• _EXTRACTED MATERIAL_
⟨

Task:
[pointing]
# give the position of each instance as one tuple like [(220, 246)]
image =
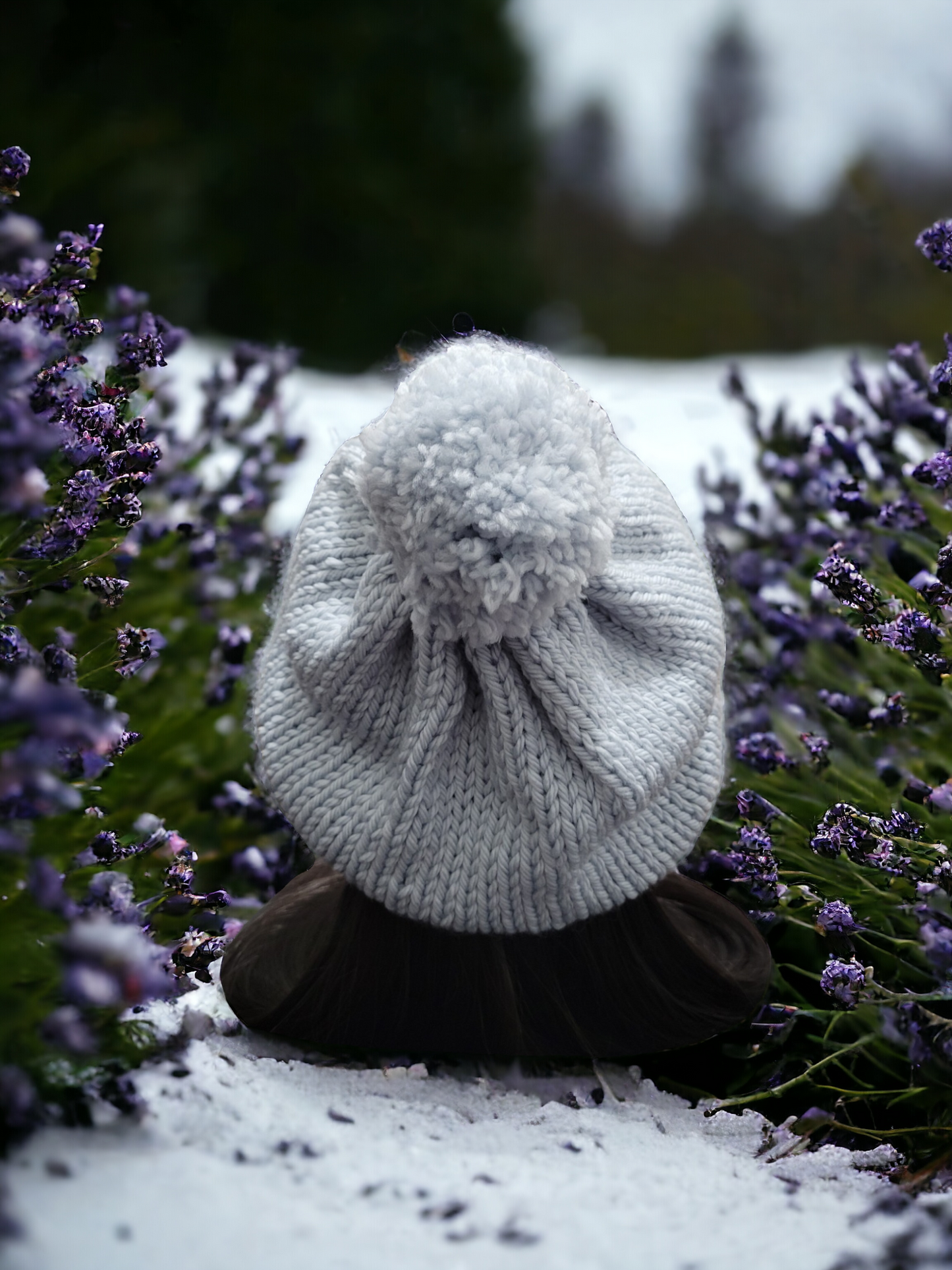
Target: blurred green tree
[(304, 171)]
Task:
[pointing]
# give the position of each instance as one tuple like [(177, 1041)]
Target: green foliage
[(325, 174), (805, 664)]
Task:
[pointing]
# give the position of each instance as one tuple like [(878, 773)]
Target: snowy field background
[(254, 1155)]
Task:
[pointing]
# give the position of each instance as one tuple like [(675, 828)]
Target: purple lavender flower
[(257, 865), (854, 710), (67, 1029), (762, 751), (756, 865), (818, 748), (903, 826), (846, 582), (936, 470), (890, 714), (752, 807), (46, 886), (136, 645), (941, 798), (843, 981), (14, 165), (112, 892), (903, 513), (912, 631), (937, 942), (917, 790), (227, 662), (112, 964), (936, 244), (912, 361), (837, 919), (848, 497), (107, 591), (196, 953), (16, 649), (843, 830)]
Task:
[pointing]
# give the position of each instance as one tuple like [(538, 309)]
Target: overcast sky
[(839, 74)]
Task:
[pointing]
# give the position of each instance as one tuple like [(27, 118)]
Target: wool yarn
[(491, 694)]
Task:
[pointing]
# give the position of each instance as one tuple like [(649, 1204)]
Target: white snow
[(260, 1156), (673, 415)]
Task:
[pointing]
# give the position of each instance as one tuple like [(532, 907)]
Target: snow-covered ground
[(253, 1156), (252, 1153), (673, 415)]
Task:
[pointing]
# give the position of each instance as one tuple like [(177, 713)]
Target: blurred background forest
[(339, 175)]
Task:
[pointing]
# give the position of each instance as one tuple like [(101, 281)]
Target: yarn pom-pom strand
[(488, 480)]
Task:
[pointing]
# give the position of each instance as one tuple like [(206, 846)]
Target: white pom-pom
[(488, 482)]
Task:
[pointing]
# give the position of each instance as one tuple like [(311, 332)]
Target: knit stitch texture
[(491, 695)]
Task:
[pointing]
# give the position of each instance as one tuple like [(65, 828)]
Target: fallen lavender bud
[(112, 963), (763, 752), (818, 748), (847, 583), (936, 244), (837, 919), (108, 591), (936, 471), (196, 953), (937, 942), (136, 645), (843, 981), (753, 807), (67, 1029)]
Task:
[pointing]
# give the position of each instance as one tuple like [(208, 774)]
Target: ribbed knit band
[(491, 695)]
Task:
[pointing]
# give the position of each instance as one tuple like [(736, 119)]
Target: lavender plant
[(837, 824), (131, 591)]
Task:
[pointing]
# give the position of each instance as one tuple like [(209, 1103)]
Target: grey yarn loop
[(491, 694)]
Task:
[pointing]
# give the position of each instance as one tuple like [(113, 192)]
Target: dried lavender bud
[(67, 1029), (113, 963), (936, 470), (257, 865), (848, 498), (46, 887), (843, 981), (937, 942), (917, 790), (113, 892), (108, 591), (837, 919), (941, 798), (846, 582), (14, 649), (903, 826), (912, 360), (818, 748), (890, 714), (60, 664), (762, 751), (843, 830), (105, 846), (903, 513), (179, 875), (912, 631), (136, 645), (854, 710), (752, 807), (936, 244), (196, 953), (14, 165)]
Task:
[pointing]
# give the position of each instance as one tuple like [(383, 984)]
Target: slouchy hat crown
[(491, 694)]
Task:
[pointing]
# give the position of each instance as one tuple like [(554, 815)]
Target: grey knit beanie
[(491, 695)]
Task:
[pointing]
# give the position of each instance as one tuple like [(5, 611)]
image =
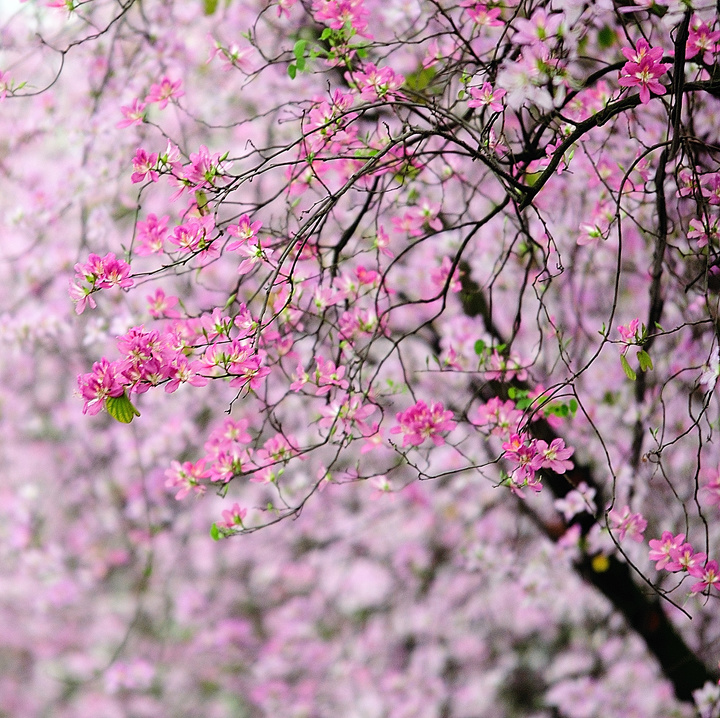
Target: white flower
[(712, 370)]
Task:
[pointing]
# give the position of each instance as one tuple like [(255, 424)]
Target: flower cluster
[(628, 524), (530, 455), (421, 422), (99, 273), (674, 554), (643, 69)]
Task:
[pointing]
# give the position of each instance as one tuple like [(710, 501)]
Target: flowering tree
[(426, 291)]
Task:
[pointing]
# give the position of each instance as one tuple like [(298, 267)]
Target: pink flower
[(233, 517), (709, 576), (244, 230), (555, 457), (661, 549), (186, 477), (627, 524), (421, 422), (144, 164), (377, 83), (643, 70), (164, 90), (6, 84), (161, 306), (100, 384), (134, 114), (337, 13), (480, 15), (151, 235), (104, 272), (702, 40), (629, 333), (500, 416), (577, 501), (523, 452), (684, 558), (487, 97), (328, 375)]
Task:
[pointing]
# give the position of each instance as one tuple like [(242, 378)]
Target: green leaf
[(299, 50), (645, 360), (121, 408), (629, 372), (419, 81)]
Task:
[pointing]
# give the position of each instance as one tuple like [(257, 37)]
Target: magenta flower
[(684, 558), (555, 457), (163, 91), (709, 576), (627, 524), (143, 165), (134, 114), (662, 548), (233, 517), (485, 96), (102, 382), (643, 70)]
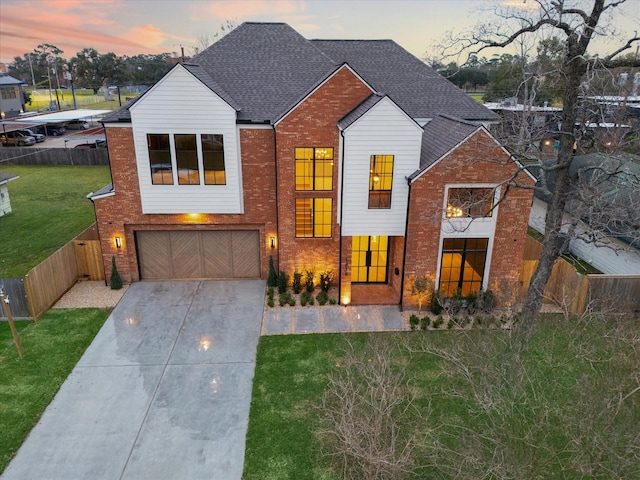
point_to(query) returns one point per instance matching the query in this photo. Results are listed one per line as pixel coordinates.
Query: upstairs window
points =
(314, 168)
(313, 217)
(470, 202)
(160, 159)
(380, 181)
(196, 159)
(213, 160)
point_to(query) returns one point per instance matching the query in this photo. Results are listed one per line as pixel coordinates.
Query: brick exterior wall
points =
(121, 214)
(313, 123)
(478, 160)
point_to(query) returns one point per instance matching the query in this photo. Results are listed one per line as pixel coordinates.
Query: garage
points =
(179, 254)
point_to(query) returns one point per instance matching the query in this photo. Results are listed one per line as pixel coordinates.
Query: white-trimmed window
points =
(197, 159)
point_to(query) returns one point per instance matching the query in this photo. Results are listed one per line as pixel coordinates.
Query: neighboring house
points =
(5, 203)
(349, 156)
(11, 98)
(611, 247)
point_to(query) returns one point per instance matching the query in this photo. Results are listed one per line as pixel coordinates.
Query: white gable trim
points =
(386, 98)
(317, 87)
(159, 83)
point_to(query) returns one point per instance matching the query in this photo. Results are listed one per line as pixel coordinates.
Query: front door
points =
(369, 259)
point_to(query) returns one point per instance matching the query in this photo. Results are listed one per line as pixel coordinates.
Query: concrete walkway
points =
(163, 392)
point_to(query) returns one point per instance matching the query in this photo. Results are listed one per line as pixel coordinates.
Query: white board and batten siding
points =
(384, 130)
(616, 259)
(181, 104)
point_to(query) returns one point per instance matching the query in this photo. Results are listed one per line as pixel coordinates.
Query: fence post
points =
(7, 310)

⟩

• _DIRECTION_
Recast every line of the records above as a Markdown table with the columns Row and Line, numbering the rows and leaving out blank lines. Omit the pictures.

• _SOLVED EXERCISE_
| Row | Line |
|---|---|
| 1 | Task: |
| 2 | [pointing] |
| 3 | # give the position of each instance as one tuple like [(220, 246)] |
| 4 | image = |
| 5 | Target: blurred green tree |
| 6 | [(304, 171)] |
| 7 | Task: |
| 8 | [pointing] |
| 9 | # give the position of each instance as one tuple like [(177, 1041)] |
| 10 | Target: green foliage |
| 11 | [(325, 174), (805, 664)] |
| 12 | Task: |
| 13 | [pointing] |
| 14 | # give the position of each instance as one tuple like [(878, 773)] |
| 15 | Target: snowy field background |
| 16 | [(254, 1155)] |
| 17 | Task: |
| 18 | [pointing] |
| 19 | # give the position of each instance as one tuple like [(675, 828)] |
| 20 | Target: purple lavender flower |
| 21 | [(257, 865), (854, 710), (67, 1029), (762, 751), (756, 865), (818, 748), (903, 826), (846, 582), (936, 470), (890, 714), (752, 807), (46, 886), (136, 645), (941, 798), (843, 981), (14, 165), (112, 892), (903, 513), (912, 631), (937, 942), (917, 790), (227, 662), (112, 964), (936, 244), (912, 361), (837, 919), (848, 497), (107, 591), (196, 953), (16, 649), (843, 830)] |
| 22 | Task: |
| 23 | [pointing] |
| 24 | # give the position of each instance as one tuple like [(538, 309)] |
| 25 | Target: overcast sky |
| 26 | [(839, 74)] |
| 27 | Task: |
| 28 | [pointing] |
| 29 | # give the position of each instance as one tuple like [(27, 118)] |
| 30 | Target: wool yarn |
| 31 | [(491, 694)] |
| 32 | Task: |
| 33 | [pointing] |
| 34 | # give the position of each instance as one tuple like [(649, 1204)] |
| 35 | Target: white snow |
| 36 | [(260, 1156), (673, 415)] |
| 37 | Task: |
| 38 | [pointing] |
| 39 | # give the position of each instance as one tuple like [(532, 907)] |
| 40 | Target: snow-covered ground |
| 41 | [(253, 1156), (252, 1153), (673, 415)] |
| 42 | Task: |
| 43 | [pointing] |
| 44 | # give the position of each instance as one tuple like [(177, 713)] |
| 45 | Target: blurred background forest |
| 46 | [(339, 175)] |
| 47 | Task: |
| 48 | [pointing] |
| 49 | # give the position of each instance as one tuple like [(101, 281)] |
| 50 | Target: yarn pom-pom strand |
| 51 | [(488, 480)] |
| 52 | Task: |
| 53 | [pointing] |
| 54 | # give the position of each instance as one tuple like [(206, 846)] |
| 55 | Target: white pom-pom |
| 56 | [(488, 482)] |
| 57 | Task: |
| 58 | [pointing] |
| 59 | # give the position of each instance as one tuple like [(311, 332)] |
| 60 | Target: knit stitch texture |
| 61 | [(491, 695)] |
| 62 | Task: |
| 63 | [pointing] |
| 64 | # give the position of each instance as one tuple like [(65, 828)] |
| 65 | Target: fallen lavender bud |
| 66 | [(112, 963), (763, 752), (818, 748), (847, 583), (936, 244), (837, 919), (108, 591), (936, 471), (196, 953), (937, 942), (136, 645), (843, 981), (753, 807), (67, 1029)] |
| 67 | Task: |
| 68 | [pointing] |
| 69 | # give the position of each instance as one tuple like [(208, 774)] |
| 70 | Target: ribbed knit band |
| 71 | [(491, 695)] |
| 72 | Task: |
| 73 | [pointing] |
| 74 | # give the position of each instance as one tuple like [(736, 119)] |
| 75 | Target: lavender plant |
| 76 | [(837, 824), (131, 591)] |
| 77 | Task: |
| 78 | [pointing] |
| 79 | # give the position of each instance as one tuple like [(209, 1103)] |
| 80 | Target: grey yarn loop |
| 81 | [(491, 694)] |
| 82 | Task: |
| 83 | [pointing] |
| 84 | # give the position of each instance as one tuple like [(113, 192)] |
| 85 | Target: dried lavender bud |
| 86 | [(67, 1029), (113, 963), (936, 470), (257, 865), (848, 498), (46, 887), (843, 981), (937, 942), (917, 790), (113, 892), (108, 591), (837, 919), (941, 798), (846, 582), (14, 649), (903, 826), (912, 360), (818, 748), (890, 714), (60, 664), (762, 751), (843, 830), (105, 846), (903, 513), (179, 875), (912, 631), (136, 645), (854, 710), (752, 807), (936, 244), (196, 953), (14, 165)] |
| 87 | Task: |
| 88 | [pointing] |
| 89 | # give the position of each instance as one tuple like [(383, 984)] |
| 90 | Target: slouchy hat crown |
| 91 | [(491, 694)] |
| 92 | Task: |
| 93 | [pointing] |
| 94 | # give the position of each instance as one tuple like [(554, 815)] |
| 95 | Target: grey knit beanie |
| 96 | [(491, 695)] |
| 97 | Task: |
| 98 | [pointing] |
| 99 | # give the position of each instance as one tuple like [(5, 611)] |
| 100 | image = |
| 101 | Target: white flower |
| 102 | [(712, 370)] |
| 103 | Task: |
| 104 | [pointing] |
| 105 | # give the position of each instance as one tuple like [(255, 424)] |
| 106 | Target: flower cluster |
| 107 | [(628, 524), (530, 455), (421, 422), (99, 273), (674, 554), (643, 69)] |
| 108 | Task: |
| 109 | [pointing] |
| 110 | # give the position of each instance as one tuple like [(710, 501)] |
| 111 | Target: flowering tree |
| 112 | [(426, 291)] |
| 113 | Task: |
| 114 | [pointing] |
| 115 | # give the position of each instance as one tuple like [(298, 267)] |
| 116 | Target: pink flower |
| 117 | [(233, 517), (709, 576), (244, 230), (555, 457), (661, 549), (186, 477), (627, 524), (421, 422), (144, 164), (377, 83), (643, 70), (164, 90), (6, 84), (161, 306), (100, 384), (134, 114), (337, 13), (480, 15), (151, 235), (104, 272), (702, 40), (629, 333), (500, 416), (577, 501), (523, 452), (684, 558), (487, 97), (328, 375)] |
| 118 | Task: |
| 119 | [pointing] |
| 120 | # give the position of each instance as one tuple like [(242, 378)] |
| 121 | Target: green leaf |
| 122 | [(299, 50), (645, 360), (121, 408), (629, 372), (419, 81)] |
| 123 | Task: |
| 124 | [pointing] |
| 125 | # give the position of each instance as one tuple like [(257, 37)] |
| 126 | Target: magenta flower |
| 127 | [(684, 558), (555, 457), (163, 91), (709, 576), (627, 524), (143, 165), (134, 114), (662, 548), (233, 517), (485, 96), (102, 382), (643, 70)] |
| 128 | point_to(query) returns one point per instance matching the query in this photo. Results are listed one per line as pixel coordinates. |
| 129 | Query: upstairs window |
| 130 | points = |
| 131 | (314, 168) |
| 132 | (313, 217) |
| 133 | (470, 202) |
| 134 | (160, 159) |
| 135 | (380, 181) |
| 136 | (196, 159) |
| 137 | (213, 160) |
| 138 | point_to(query) returns one point per instance matching the query in this photo. Results are listed one per line as pixel coordinates. |
| 139 | Query: brick exterior wall |
| 140 | points = |
| 141 | (121, 214) |
| 142 | (313, 123) |
| 143 | (478, 160) |
| 144 | point_to(query) returns one point per instance matching the query in this photo. Results are listed one per line as pixel coordinates. |
| 145 | Query: garage |
| 146 | points = |
| 147 | (179, 254) |
| 148 | point_to(query) returns one point per instance matching the query in this photo. Results are listed one per line as pixel coordinates. |
| 149 | Query: white-trimmed window |
| 150 | points = |
| 151 | (197, 159) |
| 152 | point_to(query) returns one point per instance matching the query in this photo. Results are listed one per line as pixel coordinates. |
| 153 | Query: neighboring house |
| 154 | points = |
| 155 | (5, 203) |
| 156 | (349, 156) |
| 157 | (11, 98) |
| 158 | (611, 247) |
| 159 | point_to(query) returns one point per instance matching the query in this photo. Results are listed one per line as pixel coordinates. |
| 160 | Query: white gable trim |
| 161 | points = |
| 162 | (386, 98) |
| 163 | (317, 87) |
| 164 | (159, 83) |
| 165 | point_to(query) returns one point per instance matching the query in this photo. Results are listed one per line as pixel coordinates. |
| 166 | Query: front door |
| 167 | points = |
| 168 | (369, 259) |
| 169 | point_to(query) returns one point per instance matching the query in this photo. Results are listed one per line as pixel coordinates. |
| 170 | Query: concrete walkway |
| 171 | points = |
| 172 | (163, 392) |
| 173 | point_to(query) returns one point per instance matching the query in this photo. Results are listed one per line as pixel coordinates. |
| 174 | Query: white board and batten siding |
| 175 | points = |
| 176 | (384, 130) |
| 177 | (616, 259) |
| 178 | (181, 104) |
| 179 | point_to(query) returns one point per instance matching the query in this photo. Results are listed one per line as pixel coordinates. |
| 180 | Query: fence post |
| 181 | points = |
| 182 | (7, 310) |